Friedman-Nachalon struck a nerve among Israelis, as settlement movement leader Israel Harel noted in Haaretz, because it was “a speech reminiscent of the days when the spiritual and political leadership—and the entire people—knew to cherish the miracle of building the state, of the gathering of exiles. The days when the leaders knew they had to listen to each other and respect each other’s opinion, and to remember the lessons of history.”
That’s not the stuff of contemporary Israeli politics, as Netanyahu’s followers trash their opponents while those determined to see him locked up use similarly overheated rhetoric and over-the-top charges to discredit the prime minister.
The same is true in the United States, where Trump’s foes are ready to accuse him of every imaginable crime while his supporters use similarly overheated rhetoric, even if there’s no real comparison between the two men in terms of what they are accused of doing. Both sides see the upcoming election in apocalyptic terms. It would be one thing if their talk of the future of American democracy being at stake were cynical electioneering. But it’s clear that both sides really do believe that their opponents are evil and their victory is the last straw that will destroy the country.
A zealous centrism would seem just the tonic for Americans, too. But the problem with Friedman-Nachalon’s prescription is not in her lofty tone and appeal to the “better angels” of our natures. Rather, it is that the business of democracy is not unity and consensus, but in making choices.
Ironically, that kind of consensus right now seems more of a realistic possibility in Israel than in the United States. The once-bitter debate about security and territorial issues has largely faded as most believe that peace with the Palestinians is not possible. That ought to allow more attention to be paid to the country’s many other problems. But instead of debating settlements and borders, Israelis are stuck in harsh arguments over Netanyahu himself.
- - -
### SET TASKS
(A) In the passage on political division, which newspaper carried Israel Harel's comment on Friedman-Nachalon's speech?
(B) Reproduce the stretch of the passage on political division from "That’s not the" through "destroy the country.".

### SUPPLIED MATERIAL
- - -
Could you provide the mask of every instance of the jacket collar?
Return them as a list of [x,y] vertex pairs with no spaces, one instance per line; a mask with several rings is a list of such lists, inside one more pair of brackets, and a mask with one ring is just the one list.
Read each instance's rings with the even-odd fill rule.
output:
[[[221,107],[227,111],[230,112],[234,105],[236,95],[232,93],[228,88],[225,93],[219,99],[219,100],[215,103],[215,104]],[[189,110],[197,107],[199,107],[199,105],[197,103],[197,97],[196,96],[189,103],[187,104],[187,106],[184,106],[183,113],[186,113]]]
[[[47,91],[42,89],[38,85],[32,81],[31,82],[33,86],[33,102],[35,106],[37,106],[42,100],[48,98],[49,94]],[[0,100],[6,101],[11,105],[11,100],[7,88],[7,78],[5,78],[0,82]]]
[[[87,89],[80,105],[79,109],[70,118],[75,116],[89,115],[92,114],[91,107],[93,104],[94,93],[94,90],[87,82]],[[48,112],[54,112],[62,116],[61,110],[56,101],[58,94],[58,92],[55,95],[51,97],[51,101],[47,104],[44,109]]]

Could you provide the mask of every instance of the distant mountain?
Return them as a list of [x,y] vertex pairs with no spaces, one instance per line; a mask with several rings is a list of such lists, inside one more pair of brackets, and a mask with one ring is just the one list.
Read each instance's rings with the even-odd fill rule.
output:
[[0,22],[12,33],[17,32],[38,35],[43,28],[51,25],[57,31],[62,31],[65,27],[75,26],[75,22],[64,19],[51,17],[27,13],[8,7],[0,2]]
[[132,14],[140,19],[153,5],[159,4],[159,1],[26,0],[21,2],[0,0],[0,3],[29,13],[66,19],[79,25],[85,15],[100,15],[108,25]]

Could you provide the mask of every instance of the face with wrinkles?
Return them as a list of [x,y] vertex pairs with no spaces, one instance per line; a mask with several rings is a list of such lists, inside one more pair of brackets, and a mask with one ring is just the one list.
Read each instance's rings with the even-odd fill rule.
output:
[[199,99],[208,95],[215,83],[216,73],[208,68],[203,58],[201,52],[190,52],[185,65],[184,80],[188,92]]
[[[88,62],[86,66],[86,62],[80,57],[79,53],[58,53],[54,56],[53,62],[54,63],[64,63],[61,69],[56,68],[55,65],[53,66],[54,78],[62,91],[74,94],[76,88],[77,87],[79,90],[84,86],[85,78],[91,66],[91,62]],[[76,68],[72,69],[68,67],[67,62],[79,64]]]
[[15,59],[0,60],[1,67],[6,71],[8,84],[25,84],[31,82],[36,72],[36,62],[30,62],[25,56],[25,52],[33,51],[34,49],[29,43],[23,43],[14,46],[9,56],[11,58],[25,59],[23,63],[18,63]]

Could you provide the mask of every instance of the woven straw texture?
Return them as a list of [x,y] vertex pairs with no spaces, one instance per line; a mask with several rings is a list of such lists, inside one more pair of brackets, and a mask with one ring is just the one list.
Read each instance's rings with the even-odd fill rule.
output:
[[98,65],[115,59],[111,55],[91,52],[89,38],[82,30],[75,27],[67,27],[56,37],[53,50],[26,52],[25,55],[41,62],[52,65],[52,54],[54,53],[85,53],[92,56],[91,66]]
- - -
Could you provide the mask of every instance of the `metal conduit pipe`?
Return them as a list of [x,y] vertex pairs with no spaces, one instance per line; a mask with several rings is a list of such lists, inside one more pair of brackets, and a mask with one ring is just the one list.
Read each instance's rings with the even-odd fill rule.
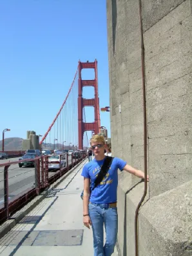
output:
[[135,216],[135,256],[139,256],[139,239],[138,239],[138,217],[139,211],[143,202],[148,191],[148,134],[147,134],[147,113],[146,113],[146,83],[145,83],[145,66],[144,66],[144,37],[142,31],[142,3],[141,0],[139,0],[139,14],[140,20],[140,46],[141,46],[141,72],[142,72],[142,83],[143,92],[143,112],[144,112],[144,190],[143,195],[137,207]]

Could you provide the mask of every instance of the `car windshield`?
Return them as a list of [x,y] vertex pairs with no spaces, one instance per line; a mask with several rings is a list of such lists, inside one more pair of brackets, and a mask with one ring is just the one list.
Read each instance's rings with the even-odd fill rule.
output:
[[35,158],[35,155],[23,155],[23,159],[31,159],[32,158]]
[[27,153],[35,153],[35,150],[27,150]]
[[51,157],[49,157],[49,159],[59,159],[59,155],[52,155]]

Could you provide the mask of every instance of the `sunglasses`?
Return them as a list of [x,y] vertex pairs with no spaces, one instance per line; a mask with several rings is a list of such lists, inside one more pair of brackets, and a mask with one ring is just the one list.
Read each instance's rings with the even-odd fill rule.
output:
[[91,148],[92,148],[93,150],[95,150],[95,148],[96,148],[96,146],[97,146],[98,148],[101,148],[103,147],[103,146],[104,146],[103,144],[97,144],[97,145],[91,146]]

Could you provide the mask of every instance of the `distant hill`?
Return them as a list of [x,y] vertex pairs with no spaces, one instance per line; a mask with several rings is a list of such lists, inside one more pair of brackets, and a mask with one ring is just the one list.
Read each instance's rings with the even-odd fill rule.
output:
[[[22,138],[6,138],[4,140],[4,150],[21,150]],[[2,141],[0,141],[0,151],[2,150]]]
- - -
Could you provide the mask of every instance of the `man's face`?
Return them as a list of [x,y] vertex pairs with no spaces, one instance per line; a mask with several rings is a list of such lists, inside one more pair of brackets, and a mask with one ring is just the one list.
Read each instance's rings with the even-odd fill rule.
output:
- - -
### THE RESULTS
(A) Haaretz

(B)
That’s not the stuff of contemporary Israeli politics, as Netanyahu’s followers trash their opponents while those determined to see him locked up use similarly overheated rhetoric and over-the-top charges to discredit the prime minister.
The same is true in the United States, where Trump’s foes are ready to accuse him of every imaginable crime while his supporters use similarly overheated rhetoric, even if there’s no real comparison between the two men in terms of what they are accused of doing. Both sides see the upcoming election in apocalyptic terms. It would be one thing if their talk of the future of American democracy being at stake were cynical electioneering. But it’s clear that both sides really do believe that their opponents are evil and their victory is the last straw that will destroy the country.